TRY IT:
Word for word, repeat each record that follows.

RECORDS FOR PROCESSING:

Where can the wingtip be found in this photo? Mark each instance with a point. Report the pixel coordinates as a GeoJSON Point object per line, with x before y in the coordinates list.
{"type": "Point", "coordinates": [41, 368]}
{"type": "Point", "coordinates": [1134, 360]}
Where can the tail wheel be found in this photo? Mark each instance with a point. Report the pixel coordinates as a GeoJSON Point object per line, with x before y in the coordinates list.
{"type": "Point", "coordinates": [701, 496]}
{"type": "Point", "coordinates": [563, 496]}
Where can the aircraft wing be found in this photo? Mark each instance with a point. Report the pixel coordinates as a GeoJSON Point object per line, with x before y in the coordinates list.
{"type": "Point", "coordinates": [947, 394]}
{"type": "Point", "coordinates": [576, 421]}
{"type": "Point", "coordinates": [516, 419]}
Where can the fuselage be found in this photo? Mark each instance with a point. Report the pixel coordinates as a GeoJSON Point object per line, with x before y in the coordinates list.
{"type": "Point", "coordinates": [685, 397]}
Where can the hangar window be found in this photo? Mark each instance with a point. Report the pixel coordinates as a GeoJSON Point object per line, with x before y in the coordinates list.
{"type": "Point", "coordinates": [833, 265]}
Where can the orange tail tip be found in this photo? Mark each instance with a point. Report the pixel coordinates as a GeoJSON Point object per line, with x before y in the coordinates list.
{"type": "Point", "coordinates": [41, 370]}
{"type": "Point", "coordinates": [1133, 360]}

WRITTEN SOLUTION:
Where can the wingtip be found in this photo? Mark each instance with a point. Report the pixel coordinates as a GeoJSON Point object per line, with x before y in the coordinates list.
{"type": "Point", "coordinates": [41, 368]}
{"type": "Point", "coordinates": [1134, 360]}
Where can the tail wheel be found in this photo? Mark each instance with a point. Report the pixel coordinates as a GeoJSON Point object per line, with x before y in the coordinates list.
{"type": "Point", "coordinates": [701, 496]}
{"type": "Point", "coordinates": [563, 496]}
Where can the aircraft wing be found in this photo? Mark each instance with a point. Report the pixel coordinates as a GeoJSON Point object per line, with x before y in the coordinates list.
{"type": "Point", "coordinates": [947, 394]}
{"type": "Point", "coordinates": [576, 421]}
{"type": "Point", "coordinates": [516, 419]}
Where can the fuselage be found in this photo? Mark each instance with a point. Report the pixel coordinates as a GeoJSON Point object per line, with x before y in the coordinates list.
{"type": "Point", "coordinates": [685, 397]}
Where can the hangar window be found in this photo? Mark each instance with a point. Report the pixel coordinates as a GeoJSON Point object per line, with x before y in the coordinates list.
{"type": "Point", "coordinates": [833, 265]}
Where can the orange tail tip be found in this photo? Mark each instance with a point. Report the pixel coordinates as a GeoJSON Point object per line, with x before y in the coordinates list.
{"type": "Point", "coordinates": [41, 370]}
{"type": "Point", "coordinates": [1133, 360]}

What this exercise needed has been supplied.